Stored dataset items
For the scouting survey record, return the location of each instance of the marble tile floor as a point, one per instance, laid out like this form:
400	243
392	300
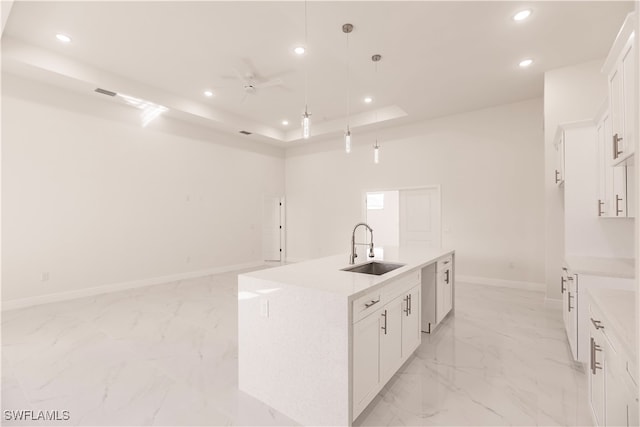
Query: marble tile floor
167	355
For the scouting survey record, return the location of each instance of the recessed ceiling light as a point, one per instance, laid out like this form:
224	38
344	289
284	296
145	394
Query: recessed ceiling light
525	63
63	38
522	15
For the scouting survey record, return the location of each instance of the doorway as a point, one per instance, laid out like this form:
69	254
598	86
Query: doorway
273	237
405	217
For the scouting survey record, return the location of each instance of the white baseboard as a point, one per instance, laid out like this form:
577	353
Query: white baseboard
115	287
295	260
553	302
515	284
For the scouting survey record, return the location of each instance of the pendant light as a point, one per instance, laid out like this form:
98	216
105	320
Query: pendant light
306	120
376	147
347	29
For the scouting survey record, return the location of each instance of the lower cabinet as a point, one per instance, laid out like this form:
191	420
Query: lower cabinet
384	340
613	396
570	309
438	292
366	360
411	321
390	339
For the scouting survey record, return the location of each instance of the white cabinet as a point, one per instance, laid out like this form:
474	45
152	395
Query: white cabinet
411	321
569	289
559	147
391	339
613	395
366	362
437	292
612	181
620	69
386	331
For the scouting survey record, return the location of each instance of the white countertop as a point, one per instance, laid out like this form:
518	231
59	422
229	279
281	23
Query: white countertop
610	267
619	307
324	274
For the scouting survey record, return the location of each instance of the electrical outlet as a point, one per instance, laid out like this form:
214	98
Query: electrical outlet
264	308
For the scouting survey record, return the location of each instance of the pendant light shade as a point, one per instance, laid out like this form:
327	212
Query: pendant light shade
306	124
347	29
376	148
376	153
306	121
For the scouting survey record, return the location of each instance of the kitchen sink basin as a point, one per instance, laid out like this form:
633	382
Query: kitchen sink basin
374	267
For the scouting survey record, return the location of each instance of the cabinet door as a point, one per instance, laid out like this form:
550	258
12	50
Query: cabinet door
596	376
366	342
448	291
615	108
390	339
619	192
559	171
572	314
615	388
628	89
603	167
411	322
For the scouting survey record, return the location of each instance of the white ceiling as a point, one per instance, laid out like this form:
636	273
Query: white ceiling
439	58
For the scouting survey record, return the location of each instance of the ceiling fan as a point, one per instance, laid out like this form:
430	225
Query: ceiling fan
251	84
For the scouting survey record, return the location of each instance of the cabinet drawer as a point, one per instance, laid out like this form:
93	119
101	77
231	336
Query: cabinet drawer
444	263
400	285
367	304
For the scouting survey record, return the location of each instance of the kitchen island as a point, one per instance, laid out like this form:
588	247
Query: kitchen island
318	343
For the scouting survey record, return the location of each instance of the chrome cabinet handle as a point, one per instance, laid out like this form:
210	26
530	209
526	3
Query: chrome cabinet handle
616	146
618	210
408	305
597	324
594	363
384	328
372	303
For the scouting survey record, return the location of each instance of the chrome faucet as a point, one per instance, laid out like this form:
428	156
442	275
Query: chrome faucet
354	255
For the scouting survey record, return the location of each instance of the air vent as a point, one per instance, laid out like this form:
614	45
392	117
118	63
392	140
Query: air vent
105	92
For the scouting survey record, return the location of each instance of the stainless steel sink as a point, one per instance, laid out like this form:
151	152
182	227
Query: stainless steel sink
374	267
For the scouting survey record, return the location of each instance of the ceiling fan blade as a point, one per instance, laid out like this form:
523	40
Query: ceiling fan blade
269	83
239	75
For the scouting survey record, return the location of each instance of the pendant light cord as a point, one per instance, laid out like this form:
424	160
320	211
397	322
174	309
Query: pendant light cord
306	71
348	84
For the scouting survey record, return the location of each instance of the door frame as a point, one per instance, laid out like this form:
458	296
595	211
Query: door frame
283	240
436	187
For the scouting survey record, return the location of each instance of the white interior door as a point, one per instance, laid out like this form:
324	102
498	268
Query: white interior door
420	218
272	229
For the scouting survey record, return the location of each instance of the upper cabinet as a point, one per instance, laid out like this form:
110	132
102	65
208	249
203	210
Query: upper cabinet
559	147
612	181
620	70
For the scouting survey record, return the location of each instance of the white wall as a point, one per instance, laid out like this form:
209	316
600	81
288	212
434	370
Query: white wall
386	221
92	198
490	164
571	94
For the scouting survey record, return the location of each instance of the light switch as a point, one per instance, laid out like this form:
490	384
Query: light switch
264	308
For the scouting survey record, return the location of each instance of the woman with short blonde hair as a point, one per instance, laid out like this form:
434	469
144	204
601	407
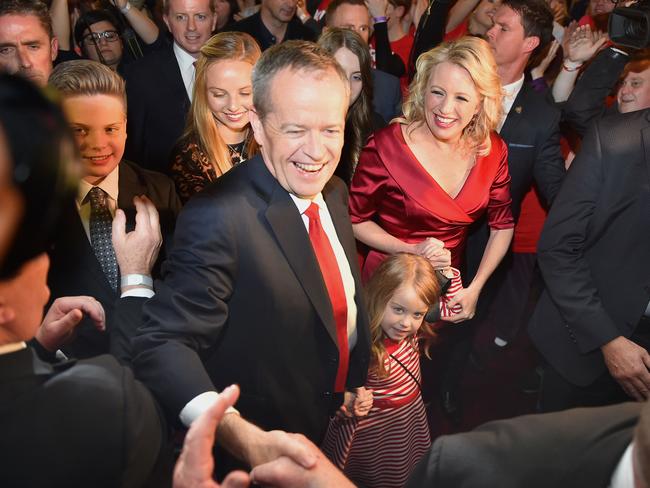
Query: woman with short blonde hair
217	135
422	181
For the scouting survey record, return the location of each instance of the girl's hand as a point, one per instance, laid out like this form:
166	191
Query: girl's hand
362	402
466	298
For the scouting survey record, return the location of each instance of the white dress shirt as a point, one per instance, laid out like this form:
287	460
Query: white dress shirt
186	65
199	404
510	93
110	184
623	476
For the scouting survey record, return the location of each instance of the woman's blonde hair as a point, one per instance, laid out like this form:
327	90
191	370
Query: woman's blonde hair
475	56
398	270
201	126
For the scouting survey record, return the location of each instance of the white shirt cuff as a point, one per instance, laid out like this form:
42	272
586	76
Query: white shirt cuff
138	292
199	404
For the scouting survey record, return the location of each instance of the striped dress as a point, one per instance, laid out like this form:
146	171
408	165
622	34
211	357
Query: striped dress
381	450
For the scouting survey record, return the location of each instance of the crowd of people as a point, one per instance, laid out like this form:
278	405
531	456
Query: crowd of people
233	233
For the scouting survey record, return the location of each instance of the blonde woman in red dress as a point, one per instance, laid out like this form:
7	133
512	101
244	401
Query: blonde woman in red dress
423	180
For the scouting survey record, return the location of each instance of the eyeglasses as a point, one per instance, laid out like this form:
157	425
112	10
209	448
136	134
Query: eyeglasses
110	36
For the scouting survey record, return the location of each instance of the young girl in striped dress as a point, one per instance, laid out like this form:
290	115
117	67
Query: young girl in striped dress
381	449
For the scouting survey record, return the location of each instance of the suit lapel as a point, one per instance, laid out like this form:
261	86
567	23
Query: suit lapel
645	137
129	186
514	117
289	230
173	73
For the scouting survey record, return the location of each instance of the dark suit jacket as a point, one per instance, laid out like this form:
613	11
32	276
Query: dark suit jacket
532	133
570	449
157	108
593	252
242	301
79	424
74	269
254	26
587	100
387	95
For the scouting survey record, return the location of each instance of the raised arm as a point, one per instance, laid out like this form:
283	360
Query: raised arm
139	21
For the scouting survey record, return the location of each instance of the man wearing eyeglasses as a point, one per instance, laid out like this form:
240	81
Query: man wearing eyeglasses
105	35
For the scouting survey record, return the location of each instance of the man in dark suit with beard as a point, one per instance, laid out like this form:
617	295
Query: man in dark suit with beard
592	324
262	287
159	86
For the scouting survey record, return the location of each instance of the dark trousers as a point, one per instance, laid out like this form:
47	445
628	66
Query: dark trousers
559	394
505	301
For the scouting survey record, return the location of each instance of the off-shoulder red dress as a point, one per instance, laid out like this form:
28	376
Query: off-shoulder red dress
393	189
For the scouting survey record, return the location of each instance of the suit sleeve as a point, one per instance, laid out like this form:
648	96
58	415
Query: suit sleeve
386	60
587	100
561	250
368	186
136	115
549	169
187	314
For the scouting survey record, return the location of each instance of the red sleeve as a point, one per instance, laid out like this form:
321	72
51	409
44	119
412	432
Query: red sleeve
499	210
368	184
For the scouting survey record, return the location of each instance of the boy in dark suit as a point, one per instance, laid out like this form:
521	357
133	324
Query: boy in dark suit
83	259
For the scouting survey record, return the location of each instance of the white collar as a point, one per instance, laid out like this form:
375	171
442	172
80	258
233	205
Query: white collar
185	59
12	347
623	476
303	203
511	90
110	184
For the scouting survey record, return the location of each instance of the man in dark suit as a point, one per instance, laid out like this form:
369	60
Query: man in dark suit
587	100
29	43
592	323
387	94
577	448
159	86
275	22
531	129
247	296
94	103
78	424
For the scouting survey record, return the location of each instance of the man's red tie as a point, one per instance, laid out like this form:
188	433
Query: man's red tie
334	283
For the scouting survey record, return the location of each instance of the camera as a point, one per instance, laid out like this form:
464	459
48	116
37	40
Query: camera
630	26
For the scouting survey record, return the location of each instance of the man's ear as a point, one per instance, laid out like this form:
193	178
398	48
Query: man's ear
7	313
530	43
256	124
54	48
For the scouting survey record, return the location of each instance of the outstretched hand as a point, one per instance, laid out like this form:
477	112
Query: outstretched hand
195	465
59	324
136	251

→ Exercise directions:
Reproduce only the lines running from the one that contains "of the camera" to the last line of the records.

→ Finished answer:
For the scouting survey record, return the location of each instance of the camera as a point, one per instance, laid out like this form:
464	459
48	116
37	40
Query: camera
630	26
For the scouting survey record, return the location of each instance of the man's ear as a point, one per instance, laid out like this form:
193	178
398	48
Query: man's ear
7	313
530	43
256	124
54	48
For the scouting survey record, return the location of each instance of the outstretched hand as a point, one per instance, laid out like this form:
477	112
Query: outstretched hand
195	465
59	324
136	251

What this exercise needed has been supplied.